== RECORDS FOR THIS TASK ==
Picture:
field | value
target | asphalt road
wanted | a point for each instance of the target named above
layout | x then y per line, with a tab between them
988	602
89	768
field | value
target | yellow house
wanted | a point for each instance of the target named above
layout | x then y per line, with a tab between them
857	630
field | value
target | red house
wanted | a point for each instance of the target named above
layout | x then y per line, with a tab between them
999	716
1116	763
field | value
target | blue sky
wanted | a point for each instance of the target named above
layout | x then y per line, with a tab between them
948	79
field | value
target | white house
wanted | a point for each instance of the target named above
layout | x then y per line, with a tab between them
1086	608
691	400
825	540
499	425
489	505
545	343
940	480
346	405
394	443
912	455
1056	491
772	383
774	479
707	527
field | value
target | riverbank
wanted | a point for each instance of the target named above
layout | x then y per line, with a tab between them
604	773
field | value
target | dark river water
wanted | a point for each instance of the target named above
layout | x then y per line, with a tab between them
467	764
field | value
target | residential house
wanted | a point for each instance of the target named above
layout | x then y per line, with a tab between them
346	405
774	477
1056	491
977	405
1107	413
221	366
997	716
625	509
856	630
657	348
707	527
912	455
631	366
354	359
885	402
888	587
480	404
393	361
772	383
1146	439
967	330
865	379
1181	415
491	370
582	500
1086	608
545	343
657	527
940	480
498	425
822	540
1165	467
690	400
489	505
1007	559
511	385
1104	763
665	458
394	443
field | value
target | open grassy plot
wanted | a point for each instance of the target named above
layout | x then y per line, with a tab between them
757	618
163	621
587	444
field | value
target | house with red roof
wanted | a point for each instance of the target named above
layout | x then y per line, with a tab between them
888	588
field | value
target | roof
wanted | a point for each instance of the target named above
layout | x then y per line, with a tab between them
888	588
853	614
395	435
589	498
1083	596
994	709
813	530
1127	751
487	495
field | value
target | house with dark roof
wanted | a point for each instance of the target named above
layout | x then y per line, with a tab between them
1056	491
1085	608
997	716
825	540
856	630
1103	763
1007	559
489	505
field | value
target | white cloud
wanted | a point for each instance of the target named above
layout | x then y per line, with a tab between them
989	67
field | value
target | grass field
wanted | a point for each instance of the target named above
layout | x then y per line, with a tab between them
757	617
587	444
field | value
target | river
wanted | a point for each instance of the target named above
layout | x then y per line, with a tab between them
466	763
===
Repeat each record word for word.

Picture:
field | value
target | asphalt road
wanted | a point for each instance of the target named above
layout | x then y per line, with a tab between them
988	602
89	768
field | value
target | yellow house
wanted | a point for each instance of the target named above
layout | x then y per line, with a tab between them
857	630
field | value
target | red house
wanted | a point for each instance of the target named above
layout | x then y per line, with a tab between them
999	716
1116	763
field | value
target | blue sky
wanted | a point for each instance of the target named above
layout | x then y per line, with a tab between them
948	79
field | value
target | white house
wanted | a point for each instance of the target named above
layout | x then y per line, with a tab between them
1086	608
691	400
825	540
499	425
489	505
545	343
940	480
346	405
394	443
912	455
1056	491
772	383
774	479
707	527
field | value
target | riverbank
wanted | a point for each instance of the target named above
layout | x then y per line, with a tab between them
604	773
field | value
target | dark river water
wanted | a point for each instance of the target named above
layout | x then y per line, with a tab between them
467	764
field | value
target | residential house
wanted | a point for each instance of the target named above
layout | x then y per line, with a tab between them
346	405
774	477
1056	491
977	405
1107	413
221	366
997	716
625	509
856	630
657	348
707	527
912	455
631	366
354	359
885	402
888	587
480	404
393	361
772	383
1146	439
967	330
865	379
1181	415
491	370
582	500
1086	608
545	343
657	527
940	480
498	425
822	540
1165	467
690	400
489	505
1007	559
511	385
1104	763
665	458
394	443
field | value
target | open grassy plot
wanted | a point for each instance of the target named above
layout | x then y per line, with a tab between them
757	618
163	621
587	444
field | value
target | house with red roof
wanted | a point for each instance of the target named above
layout | x then y per line, with a tab between them
888	588
field | value
target | roof
wanted | a point for each instance of the target named above
layout | x then y per line, with a tab between them
888	588
853	614
395	435
589	498
1083	596
994	709
813	530
1127	751
487	495
field | value
target | house with dark roof
wanted | a point for each instance of the target named above
layout | x then y per line, with a tab between them
1056	491
1085	608
997	716
825	540
856	630
1103	763
1007	559
489	505
field | value
target | white cloud
wanted | a point for each instance of the target named above
layout | x then y per line, with a tab between them
989	67
field | value
target | grass field
wanted | a point for each instance of the target named above
layout | x then y per line, with a tab between them
757	617
587	444
field | value
target | river
wanted | a point for each instance of the target named above
layout | x then y per line, with a tab between them
466	763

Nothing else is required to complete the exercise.